START Data to process

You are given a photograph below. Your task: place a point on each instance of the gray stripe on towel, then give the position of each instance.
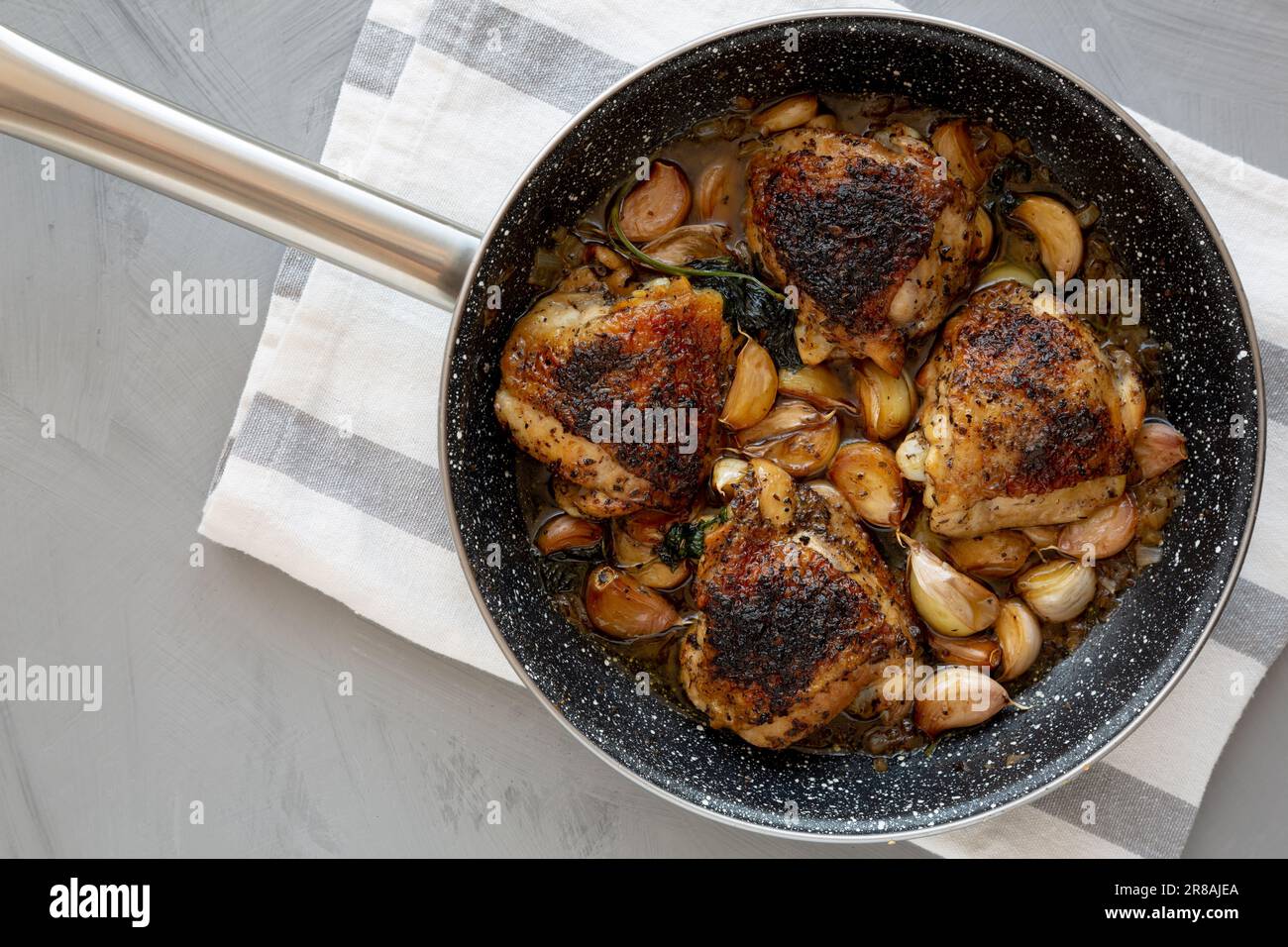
(378, 58)
(531, 56)
(1254, 622)
(1128, 812)
(368, 475)
(292, 273)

END Data to process

* **Task directions**:
Rewrite the records above with "gray stripe" changed to "dark band" and everything else left the same, omitting the pictures.

* **Task output**:
You are given a photograph below. Your task: place a point on each instance of the dark band on towel, then give the position of each instance.
(378, 58)
(531, 56)
(1254, 622)
(1128, 812)
(368, 475)
(292, 273)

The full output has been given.